━━━━━ DATA LISTING

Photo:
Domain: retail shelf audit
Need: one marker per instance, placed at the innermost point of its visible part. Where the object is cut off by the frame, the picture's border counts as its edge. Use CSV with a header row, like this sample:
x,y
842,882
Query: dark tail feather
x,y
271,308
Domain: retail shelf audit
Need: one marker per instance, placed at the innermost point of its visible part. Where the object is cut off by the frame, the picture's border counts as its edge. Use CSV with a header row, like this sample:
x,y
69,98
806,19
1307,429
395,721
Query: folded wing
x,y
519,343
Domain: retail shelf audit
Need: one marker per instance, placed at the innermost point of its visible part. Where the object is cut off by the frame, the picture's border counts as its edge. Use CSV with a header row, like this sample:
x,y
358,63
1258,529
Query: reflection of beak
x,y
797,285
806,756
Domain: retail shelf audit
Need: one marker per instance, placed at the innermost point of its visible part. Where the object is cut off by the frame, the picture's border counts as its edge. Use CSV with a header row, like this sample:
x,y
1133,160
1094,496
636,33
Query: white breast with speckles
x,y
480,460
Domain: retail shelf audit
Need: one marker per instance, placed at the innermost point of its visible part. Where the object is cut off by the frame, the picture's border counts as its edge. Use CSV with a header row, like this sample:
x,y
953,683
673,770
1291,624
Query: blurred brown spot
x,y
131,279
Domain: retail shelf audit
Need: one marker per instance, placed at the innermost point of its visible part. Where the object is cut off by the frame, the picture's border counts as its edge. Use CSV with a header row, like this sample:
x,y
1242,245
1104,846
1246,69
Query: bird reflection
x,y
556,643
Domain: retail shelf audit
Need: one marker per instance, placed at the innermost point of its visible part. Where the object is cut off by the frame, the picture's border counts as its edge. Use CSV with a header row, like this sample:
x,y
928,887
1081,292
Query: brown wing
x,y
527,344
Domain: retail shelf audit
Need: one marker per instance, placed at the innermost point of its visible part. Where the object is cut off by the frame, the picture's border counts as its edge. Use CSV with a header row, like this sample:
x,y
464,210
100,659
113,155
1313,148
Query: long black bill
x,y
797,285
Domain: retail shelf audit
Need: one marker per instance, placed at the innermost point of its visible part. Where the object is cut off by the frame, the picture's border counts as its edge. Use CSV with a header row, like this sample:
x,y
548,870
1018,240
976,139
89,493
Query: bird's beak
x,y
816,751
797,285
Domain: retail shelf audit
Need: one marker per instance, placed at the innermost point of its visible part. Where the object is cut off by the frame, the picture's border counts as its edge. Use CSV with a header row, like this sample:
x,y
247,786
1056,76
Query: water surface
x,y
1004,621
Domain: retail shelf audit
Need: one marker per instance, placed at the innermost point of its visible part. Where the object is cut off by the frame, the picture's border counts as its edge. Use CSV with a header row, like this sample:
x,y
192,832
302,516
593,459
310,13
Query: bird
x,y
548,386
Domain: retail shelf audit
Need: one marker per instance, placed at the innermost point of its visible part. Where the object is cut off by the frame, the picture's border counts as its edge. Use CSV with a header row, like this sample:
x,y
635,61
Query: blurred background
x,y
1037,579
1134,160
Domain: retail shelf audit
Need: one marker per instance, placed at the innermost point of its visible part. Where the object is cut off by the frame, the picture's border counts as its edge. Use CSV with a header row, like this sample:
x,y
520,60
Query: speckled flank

━━━━━━━━━━

- _TASK DESCRIPTION_
Copy every record exactly.

- _RESULT_
Photo:
Domain: retail shelf audit
Need: one marker per instance, placed at the innermost point of its visible part. Where the object is cut off by the frame, the picture's border counts as its edge. Use CSV with a header row, like this sample:
x,y
842,882
Query: dark tail feather
x,y
271,308
Domain: retail shelf audit
Need: one marker per instance, placed at the innermost point of its visible part. Where the object is cut off by the frame, the picture's border counts as its edge. Use CSV with a header row, like this sample:
x,y
69,98
806,19
1307,429
395,721
Query: folded wing
x,y
519,343
Domain: retail shelf audit
Need: one marker per instance, placed at the innermost point of its visible part. Where the object is cut off by the frame, the picture's border counts as its edge. Use CSV with a header row, like this sample:
x,y
358,63
1258,529
Query: reflection of beak
x,y
797,285
806,756
Domain: retail shelf audit
Need: one marker per instance, placed at the innermost point of its visible part. Where the object is cut off by the frame, the picture's border counts as its edge. Use CSV with a header row, like this sample:
x,y
1133,160
1094,496
636,33
Query: white breast with speckles
x,y
480,460
Domain: retail shelf audit
Need: one marker per instance, placed at the innermost point of its visible part. Where the object is cut off by the frame, the picture's border counts as its edge. Use CSV with a header row, like this sample:
x,y
953,683
673,770
1291,624
Query: blurred brown spot
x,y
131,279
Domain: retail shelf audit
Need: one marker per instance, placed at the innermost point of its visible part. Where the object is cut off by the frame, the picture's border counts as its edge. Use CSV with a header row, like this sample:
x,y
1242,245
1104,846
1246,69
Query: bird reflection
x,y
556,643
Domain: retail shelf audit
Need: one marker per instance, placed at the innermost point of its visible part. Where the object is cut off by the frame, the picture's border counts as its edge. Use CSV with a header row, like this sample:
x,y
928,887
1081,292
Query: brown wing
x,y
527,344
Domain: retail shelf audit
Need: one marker per instance, placed at the innermost point of its visible part. Where the object is cut off by the frame, the picture's border counts as its edge. Use CSV with a header row, like this sample:
x,y
464,210
100,659
113,155
1313,148
Query: long black bill
x,y
797,285
Domain: retail shelf audit
Need: one marker per instance, placed at the innermost point of its visible part. Where the object is cut off by the frame, the picture's border counts as its edge. Use CSV with a header row, like this sample:
x,y
548,870
1018,240
976,139
89,493
Query: bird's beak
x,y
816,751
797,285
Domain: retail shelf audit
Need: one marker per instance, placed at the innermost point of its visible part. Where the object is cut off by the frame, the picture's border counts as its edge. Use CSV with a header row, like this sample:
x,y
247,786
1056,76
Query: water surface
x,y
1004,621
Domain: retail shelf audit
Need: one marker per instance, placed at the innermost point of its visible part. Where the object is cut off by the frame, the picture's border counts as its edge. Use CSV with a header row, like this sample:
x,y
192,832
302,516
593,459
310,13
Query: bird
x,y
548,386
Domain: retail shelf audit
Need: one marker per instance, placed at the innermost point of its visible part. Where the object is cut off by the frame, the picture's border counts as its edge. Use CSV with a header row, like this sample:
x,y
635,61
Query: blurred background
x,y
1037,579
1134,160
Domain: retail shelf audit
Need: one marker per instance, placed at the innermost point of its visible part. Where the object is cut off by the frame, the picture's border counts as its edge. Use CSV with a header row, like this sample:
x,y
520,60
Query: speckled flank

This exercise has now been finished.